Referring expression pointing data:
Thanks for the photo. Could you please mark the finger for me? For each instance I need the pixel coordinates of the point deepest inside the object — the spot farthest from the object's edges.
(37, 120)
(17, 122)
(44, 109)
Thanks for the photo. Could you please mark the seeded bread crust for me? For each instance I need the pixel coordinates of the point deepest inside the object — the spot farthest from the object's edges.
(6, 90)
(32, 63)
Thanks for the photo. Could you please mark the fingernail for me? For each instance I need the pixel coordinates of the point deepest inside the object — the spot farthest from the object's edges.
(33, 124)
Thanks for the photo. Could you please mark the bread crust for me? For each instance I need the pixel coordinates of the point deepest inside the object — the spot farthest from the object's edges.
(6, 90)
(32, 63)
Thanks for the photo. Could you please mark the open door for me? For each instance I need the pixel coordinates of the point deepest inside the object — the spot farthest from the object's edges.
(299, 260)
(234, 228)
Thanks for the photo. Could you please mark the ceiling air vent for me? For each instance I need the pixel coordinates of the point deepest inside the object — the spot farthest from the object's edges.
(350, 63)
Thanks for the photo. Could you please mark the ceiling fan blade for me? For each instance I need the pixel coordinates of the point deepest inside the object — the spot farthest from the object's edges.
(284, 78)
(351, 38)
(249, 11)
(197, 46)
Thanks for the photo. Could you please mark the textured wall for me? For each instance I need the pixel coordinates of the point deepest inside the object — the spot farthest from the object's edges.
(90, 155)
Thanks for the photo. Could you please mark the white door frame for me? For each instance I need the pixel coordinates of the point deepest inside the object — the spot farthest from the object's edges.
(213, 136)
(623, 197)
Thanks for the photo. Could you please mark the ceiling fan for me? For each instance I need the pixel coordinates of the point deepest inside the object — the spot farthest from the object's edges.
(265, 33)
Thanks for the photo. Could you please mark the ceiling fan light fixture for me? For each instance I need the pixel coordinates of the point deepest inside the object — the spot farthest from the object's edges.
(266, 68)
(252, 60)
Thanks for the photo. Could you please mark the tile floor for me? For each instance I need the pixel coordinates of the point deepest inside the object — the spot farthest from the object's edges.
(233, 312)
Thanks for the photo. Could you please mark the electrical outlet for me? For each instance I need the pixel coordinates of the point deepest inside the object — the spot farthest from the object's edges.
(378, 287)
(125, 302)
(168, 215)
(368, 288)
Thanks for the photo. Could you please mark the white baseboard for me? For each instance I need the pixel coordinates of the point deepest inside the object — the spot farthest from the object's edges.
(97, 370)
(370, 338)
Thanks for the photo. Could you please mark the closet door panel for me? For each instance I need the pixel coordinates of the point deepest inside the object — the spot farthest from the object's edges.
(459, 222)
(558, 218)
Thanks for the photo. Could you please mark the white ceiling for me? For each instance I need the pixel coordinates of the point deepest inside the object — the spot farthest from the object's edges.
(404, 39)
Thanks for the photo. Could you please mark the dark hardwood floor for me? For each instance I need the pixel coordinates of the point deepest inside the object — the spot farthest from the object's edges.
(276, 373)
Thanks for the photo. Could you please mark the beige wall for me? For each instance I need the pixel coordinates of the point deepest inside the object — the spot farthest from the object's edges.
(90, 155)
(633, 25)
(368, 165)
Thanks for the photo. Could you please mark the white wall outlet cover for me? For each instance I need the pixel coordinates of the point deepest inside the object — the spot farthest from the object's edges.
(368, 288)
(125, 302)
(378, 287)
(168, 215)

» WORK REQUEST: This calls for an exact transcription of every entry above.

» TASK RESULT:
Thanks for the photo. Could you please mark the finger for me? For each instance I need the pixel coordinates of the point deepest inside the object — the spot farthest from the object's edges.
(37, 120)
(17, 122)
(44, 109)
Thanks for the photo. Could you please mark the seeded bread crust for me? For each instance I need the pixel coordinates of the point deepest inside the object — the spot farthest from the object's edges.
(6, 90)
(32, 63)
Thanks for the photo. Could you please mark the fingernail for me? For each instance I need the pixel coordinates of the point deepest inside the object — the spot farthest from the object's edges.
(33, 124)
Thanks for the photo. Could you please mark the bread crust for me? For each instance I need the pixel coordinates of the point deepest inside the object — the spot farthest from the object's edges.
(6, 90)
(32, 63)
Thanks for the photo. Could you please mark the open door for me? For each instance I need the pixel coordinates of the point deepest inside the object — the spot farthest from the object's edges.
(299, 260)
(234, 228)
Thanks for the photo. Could you please mark the ceiling air vent for me? For each instance I need the pixel coordinates of the point deepest inside the object — the spot farthest from the object's edges.
(350, 63)
Thanks for the photo. Could you please mark the ceiling fan blade for me? For each instance I need the pixel coordinates of the point deepest inside the object — the spot farthest from the object's edges.
(284, 78)
(351, 38)
(249, 11)
(197, 46)
Thanks for the photo. Could you please mark the textured wall for me? For each instance I need the pixel coordinates of the point deepest inside the object — the spot farthest from the object's edges.
(90, 155)
Thanks for the photo. Could you please mark the white door frame for me? For each instance I need the pixel coordinates of the point deepest inside the object — the spot farthest from the object's edges.
(213, 136)
(623, 197)
Thanks for the photo. Could you please mark the ceiling fan for me? For each instance I need the pixel coordinates of the point deepest inside the object — the spot farthest from the object's edges.
(265, 33)
Thanks for the photo. Could you please mark the ceiling fan light fixture for me? For each instance I need the pixel coordinates of the point deepest inside the object — the spot farthest from the object's edges.
(266, 68)
(252, 60)
Thanks for the photo. Could you please mark the tile floor for me? For each instance I need the pixel coordinates of the point deepest inside the object — the spot farthest from the object's edges.
(233, 312)
Thanks for the photo. Could you please mark the electrical outlet for me? For each instance I need the pixel coordinates of the point deepest inside the object — the spot farthest from the object's edges.
(378, 287)
(125, 302)
(168, 215)
(368, 288)
Thanks for the photo. Could you please mark the white baseboard for me? For each instance I need the pixel coordinates of the point deepest inside the object — the spot farthest from the object's edges.
(97, 370)
(370, 338)
Thanks for the photo. Could you please mark the closet door panel for me? For each instance I need the pixel coordinates of the point deepest inside the object — the spot farthest from the object's edges.
(459, 222)
(558, 218)
Thanks for the photo. Could you please mark the white ceiling for me? For each instance I need the pixel coordinates of the point deepest inside the object — the spot farthest from the object's edges.
(404, 39)
Thanks for the photo. Could you please mark the dark hardwood floor for me? For each instance I need the pixel coordinates of the point deepest inside the object — the spot farthest from the object's edges.
(276, 373)
Thanks for the photo. Could you please mark the beige wall for me? For each instance I need the pixel coordinates of the point deepest inside the object — the spot farthest from the object's edges.
(90, 155)
(633, 25)
(368, 165)
Thanks for the photo. Could you please mark the white wall outlet cover for me? For each instance I need the pixel coordinates of the point deepest inside the object — the spot farthest from the object's edges.
(368, 288)
(125, 302)
(378, 287)
(168, 215)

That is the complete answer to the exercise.